_Fragmento proporcionado:_
Uno nunca sabe cuánta basura realmente se ha juntado en un lugar hasta que le toca a uno recogerla. Y uno nunca sabe con qué se va a encontrar en ese lugar. En este caso, se trató una cruz rota y una goma de mascar descartada debajo de un contenedor azul en una plazoleta cerca del centro de Denver.

La tarea era sencilla, tanto que no hubo explicaciones excepto sobre el día, la hora y el lugar de reunión. Al llegar, recibí una pala de plástico, una escoba y un par de guantes de plástico. Sin decir palabra, el coordinador del proyecto, con sus brazo y su índice extendidos, describió un imaginario semicírculo delimitando el área  a ser limpiada que me correspondía.

Y allí, debajo de un contenedor azul (de esos que se usan para llevar cargo en trenes o barcos), me encontré con una cruz blanca y rota, aún con su cadena, junto un descartado pedazo de goma de mascar.

¿Qué hacía la cruz allí? ¿Qué mudas historias tendría para contar? ¿Y por qué le faltaba un brazo? Quizá se le había caído del bolsillo a alguna persona desamparada que dormía debajo del contenedor en esa plazoleta. O quizá algún incidente o accidente provocó la rotura de la cruz y como consecuencia su abandono.

¿Y qué brazo le faltaba? ¿El derecho o el izquierdo? En otras palabras, ¿había perdido la cruz su justicia o había perdido su misericordia (según la antigua tradición de identificar a una y otra con las dos manos)?

Quizá la cruz había perdido un brazo, sin que supiésemos cuál, para reflejar a una sociedad que también, en muchos casos, ha perdido tanto el sentido de justicia como el de misericordia. Quizá el dueño de la cruz, viendo la injusticia y la inmisericordia de su propia situación, decidió abandonar la cruz, y junto a ella su esperanza y sus sueños.

La cruz era de plástico. Nada especial. Debe haber muchas otras cruces como esa. Ciertamente, no era una obra de arte irremplazable. Pero su portador, sea que la haya perdido o abandonado, ciertamente es irremplazable e irrepetible, por el solo hecho de ser un ser humano.

_Extracto de datos:_
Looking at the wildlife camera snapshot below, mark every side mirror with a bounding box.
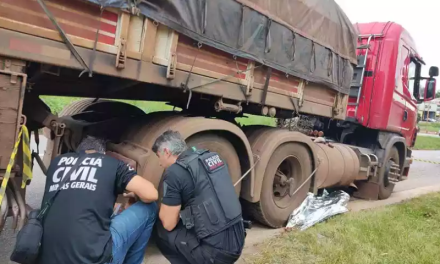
[429,66,438,78]
[423,78,438,102]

_Objetivo:_ Según el fragmento sobre la cruz rota, ¿qué se entregó al llegar al lugar de reunión? Para responder, apóyate únicamente en el fragmento.

_Resultado del ejercicio:_ Una pala de plástico, una escoba y un par de guantes de plástico.